Top of Recorded information

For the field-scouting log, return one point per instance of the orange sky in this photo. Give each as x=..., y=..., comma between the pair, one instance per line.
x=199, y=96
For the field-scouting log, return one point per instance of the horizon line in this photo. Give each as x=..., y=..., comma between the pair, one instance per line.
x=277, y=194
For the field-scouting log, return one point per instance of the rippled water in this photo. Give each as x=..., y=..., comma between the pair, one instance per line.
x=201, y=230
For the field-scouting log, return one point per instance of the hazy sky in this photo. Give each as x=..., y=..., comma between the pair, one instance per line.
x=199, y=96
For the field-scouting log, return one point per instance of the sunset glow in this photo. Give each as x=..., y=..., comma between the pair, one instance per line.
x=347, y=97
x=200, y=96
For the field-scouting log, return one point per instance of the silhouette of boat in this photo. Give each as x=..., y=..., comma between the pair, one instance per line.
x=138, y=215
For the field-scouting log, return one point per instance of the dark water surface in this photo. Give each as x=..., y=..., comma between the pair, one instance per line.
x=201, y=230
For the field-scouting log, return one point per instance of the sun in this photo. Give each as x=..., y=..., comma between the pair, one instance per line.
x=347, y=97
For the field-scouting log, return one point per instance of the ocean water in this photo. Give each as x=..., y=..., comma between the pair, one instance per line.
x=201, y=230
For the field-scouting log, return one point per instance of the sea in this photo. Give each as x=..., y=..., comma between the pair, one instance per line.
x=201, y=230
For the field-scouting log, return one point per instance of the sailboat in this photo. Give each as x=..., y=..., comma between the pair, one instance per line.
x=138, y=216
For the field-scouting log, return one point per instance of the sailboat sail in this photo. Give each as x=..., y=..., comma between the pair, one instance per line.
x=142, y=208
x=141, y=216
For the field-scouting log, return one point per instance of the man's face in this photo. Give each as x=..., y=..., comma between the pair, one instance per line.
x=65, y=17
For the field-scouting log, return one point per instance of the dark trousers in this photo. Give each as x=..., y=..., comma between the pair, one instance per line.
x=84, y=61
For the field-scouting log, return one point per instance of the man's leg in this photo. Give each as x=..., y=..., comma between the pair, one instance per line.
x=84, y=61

Bottom of Recorded information

Work instruction: The response should be a verbatim transcription of the data.

Exercise answer:
For the field-scouting log, return one point per instance of the orange sky in this photo. Give each as x=..., y=..., comma between the pair, one instance per line.
x=199, y=96
For the field-scouting log, return one point per instance of the horizon line in this photo. Give each as x=..., y=..., comma between the pair, one instance per line.
x=277, y=194
For the field-scouting log, return one point per instance of the rippled water in this photo. Give each as x=..., y=..., comma between the pair, one instance per line.
x=201, y=230
For the field-scouting log, return one point per instance of the hazy sky in this photo. Give each as x=..., y=..., comma between the pair, one instance per line.
x=199, y=96
For the field-scouting log, return one point per instance of the sunset glow in this photo. Give each as x=..., y=..., comma between the pair, one instance per line.
x=347, y=97
x=200, y=96
For the field-scouting log, return one point per instance of the silhouette of boat in this photo. Give each as x=..., y=..., comma between the pair, one instance per line.
x=138, y=215
For the field-scouting log, return one point per instance of the dark water surface in this photo. Give each as x=..., y=..., comma between the pair, one instance per line.
x=201, y=230
For the field-scouting log, return one point per instance of the sun in this photo. Give each as x=..., y=..., comma between the pair, one instance per line.
x=347, y=97
For the field-scouting log, return one point per instance of the ocean water in this photo. Give each as x=..., y=..., comma between the pair, one instance per line.
x=201, y=230
For the field-scouting log, return one point per instance of the sea in this photo. Give each as x=..., y=..., comma between the pair, one instance per line.
x=201, y=230
For the field-scouting log, return one point per instance of the sailboat in this photo. Give each as x=..., y=..., comma between the pair, one instance per line.
x=138, y=216
For the field-scouting log, return one point per instance of the sailboat sail in this photo. Give each as x=..., y=..., comma between the pair, one instance per line.
x=142, y=208
x=141, y=216
For the field-scouting log, return one point per instance of the man's face in this photo. Give each as x=..., y=..., comma between the pair, one instance per line.
x=65, y=17
For the field-scouting log, return one point per instance of the dark trousers in this photo. Give each as x=..., y=..., comma between the pair, one instance per line.
x=84, y=61
For the field-scouting log, return one point per instance of the man's leg in this photo. Give each as x=..., y=..., comma between the pair, one instance per line.
x=84, y=61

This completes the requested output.